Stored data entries
▬▬▬
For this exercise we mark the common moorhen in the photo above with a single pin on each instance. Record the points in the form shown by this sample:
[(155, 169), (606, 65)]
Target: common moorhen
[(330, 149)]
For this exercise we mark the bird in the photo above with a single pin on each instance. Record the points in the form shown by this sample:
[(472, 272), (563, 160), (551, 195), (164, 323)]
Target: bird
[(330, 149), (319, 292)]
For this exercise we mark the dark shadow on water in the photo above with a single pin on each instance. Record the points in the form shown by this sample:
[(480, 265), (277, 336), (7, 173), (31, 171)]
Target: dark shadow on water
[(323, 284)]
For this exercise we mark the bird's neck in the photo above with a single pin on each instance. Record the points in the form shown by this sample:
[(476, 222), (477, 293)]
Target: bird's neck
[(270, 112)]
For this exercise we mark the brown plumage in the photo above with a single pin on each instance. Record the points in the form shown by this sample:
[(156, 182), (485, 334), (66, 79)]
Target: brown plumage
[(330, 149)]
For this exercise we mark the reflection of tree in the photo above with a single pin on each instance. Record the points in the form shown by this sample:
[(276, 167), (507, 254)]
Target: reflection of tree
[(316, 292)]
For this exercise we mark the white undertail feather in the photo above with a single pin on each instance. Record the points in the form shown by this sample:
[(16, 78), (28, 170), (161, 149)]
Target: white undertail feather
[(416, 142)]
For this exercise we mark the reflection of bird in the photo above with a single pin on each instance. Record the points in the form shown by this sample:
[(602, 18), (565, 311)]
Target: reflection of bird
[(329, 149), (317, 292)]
▬▬▬
:: THE TASK ::
Every line above that includes the string "this" needs to be copied.

:: OUTPUT OF THE TASK ::
For this exercise we mark the common moorhen in the photo above with a single pin on each instance. Record the points in the form shown by this sample:
For this exercise we mark the bird in the photo above with a single pin on each instance. Record the points in the form shown by this sample:
For this exercise we mark the dark shadow on water in the photo above with a single pin on each instance. Record the points in the form shown by this sample:
For this exercise we mark the bird's neck in the photo above with a single pin on each instance. Record the points in the form shown by this sample:
For this exercise we mark the brown plumage in the photo above with a single pin on each instance. Record the points in the form shown by this sample:
For this exercise we mark the reflection of tree in the photo above with a single pin on each instance. Record the points in the form shown by this sample:
For this exercise we mark the white undertail feather in the photo above with a single pin on each instance. Record the points in the form shown by this sample:
For this exercise we mark the reflection of bird in the photo above with a single pin on each instance. Record the points in the form shown by this sample:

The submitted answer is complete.